Your instructions =
Return every line below exactly, without dropping any.

Recorded data

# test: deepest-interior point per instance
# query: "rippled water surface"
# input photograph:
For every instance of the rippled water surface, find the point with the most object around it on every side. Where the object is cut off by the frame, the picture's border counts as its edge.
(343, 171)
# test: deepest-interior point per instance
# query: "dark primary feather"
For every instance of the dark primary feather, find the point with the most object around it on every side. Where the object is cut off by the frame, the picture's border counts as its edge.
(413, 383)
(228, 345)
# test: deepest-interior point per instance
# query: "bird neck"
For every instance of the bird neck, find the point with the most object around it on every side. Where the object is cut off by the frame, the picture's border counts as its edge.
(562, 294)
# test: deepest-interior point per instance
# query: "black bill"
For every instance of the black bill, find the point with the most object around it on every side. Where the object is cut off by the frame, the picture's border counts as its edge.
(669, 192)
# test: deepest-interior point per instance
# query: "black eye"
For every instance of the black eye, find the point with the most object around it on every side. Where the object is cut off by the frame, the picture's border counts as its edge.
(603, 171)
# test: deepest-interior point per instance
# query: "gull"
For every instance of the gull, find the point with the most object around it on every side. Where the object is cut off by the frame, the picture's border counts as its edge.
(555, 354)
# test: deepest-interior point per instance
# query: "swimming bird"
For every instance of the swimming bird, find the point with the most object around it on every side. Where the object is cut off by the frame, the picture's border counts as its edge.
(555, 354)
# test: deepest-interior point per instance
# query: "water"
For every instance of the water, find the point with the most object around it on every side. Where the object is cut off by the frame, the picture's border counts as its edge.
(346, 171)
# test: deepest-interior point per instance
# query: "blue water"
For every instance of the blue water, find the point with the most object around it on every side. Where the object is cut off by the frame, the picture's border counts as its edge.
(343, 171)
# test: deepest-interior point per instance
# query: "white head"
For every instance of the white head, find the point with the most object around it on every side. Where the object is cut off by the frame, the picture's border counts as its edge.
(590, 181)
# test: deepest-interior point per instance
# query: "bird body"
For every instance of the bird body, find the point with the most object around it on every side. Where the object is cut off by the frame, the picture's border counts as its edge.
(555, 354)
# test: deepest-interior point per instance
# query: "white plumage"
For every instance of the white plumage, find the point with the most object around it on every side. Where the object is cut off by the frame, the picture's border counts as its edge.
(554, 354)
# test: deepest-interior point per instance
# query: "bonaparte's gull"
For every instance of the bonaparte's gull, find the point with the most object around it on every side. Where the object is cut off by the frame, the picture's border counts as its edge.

Solution =
# test: deepest-interior point per instance
# query: "rippled water surface"
# input photograph:
For every instance of the rippled water surface, find the point with the most object around it on every side. Where the object is cut off by the frame, the picture's border counts as its edge.
(343, 171)
# test: deepest-interior point per instance
# query: "dark primary feather"
For every instance of the dark primary feather, find the point with the most object around it on every side. Where the object is cut off by the frame, the picture's border counts as its edge.
(413, 383)
(228, 345)
# test: deepest-interior point per instance
# query: "bird neck"
For every instance of the bird neck, find the point with the most object around it on every side. Where the object is cut off by the frame, the picture's border counts as its edge.
(562, 294)
# test: deepest-interior point per instance
# query: "black bill"
For every instance of the black bill, find the point with the most object around it on every side. Where the object is cut off by the frame, the picture's border counts as its edge.
(669, 192)
# test: deepest-interior point per instance
# query: "black eye"
For every instance of the black eye, find the point with the most object around it on every side. Where the object is cut off by the frame, the picture's border counts as its edge.
(603, 171)
# test: deepest-interior point per instance
# query: "gull"
For every instance of the gull, find the point with the most object around it on every side. Where the object is cut off by the frame, the picture's border counts as its edge.
(555, 354)
# test: deepest-interior point per instance
# query: "swimming bird"
For every instance of the swimming bird, find the point with the most object around it on every side. Where the object is cut off by the frame, the picture's border counts as its edge.
(555, 354)
# test: deepest-interior point per instance
# query: "water"
For every instance of the water, find the point with the most object around it on every side. Where the object is cut off by the frame, the picture's border counts as its edge.
(346, 171)
# test: deepest-interior point per instance
# query: "blue water"
For every instance of the blue water, find the point with the most object around it on every side. Where the object is cut off by the frame, the picture's border counts as its edge.
(343, 171)
# test: deepest-interior point per instance
# query: "white head"
For every instance of the white head, find the point with the most object around it on every side. Where the object is cut off by the frame, the picture's border counts as its edge.
(590, 181)
# test: deepest-interior point per instance
# query: "bird body"
For every instance of the bird body, find the point with the most object around it on every side. Where the object is cut off by the frame, the picture's border counts as its edge.
(555, 354)
# test: deepest-interior point per instance
# query: "white plumage"
For every instance of the white plumage, find the point with the most object around it on every side. Where the object is cut off by the frame, the picture's border counts as its edge.
(554, 354)
# test: deepest-interior point per instance
# query: "bonaparte's gull"
For every instance of the bonaparte's gull, find the point with the most object around it on every side. Where the object is cut off by the frame, the picture's border counts as its edge.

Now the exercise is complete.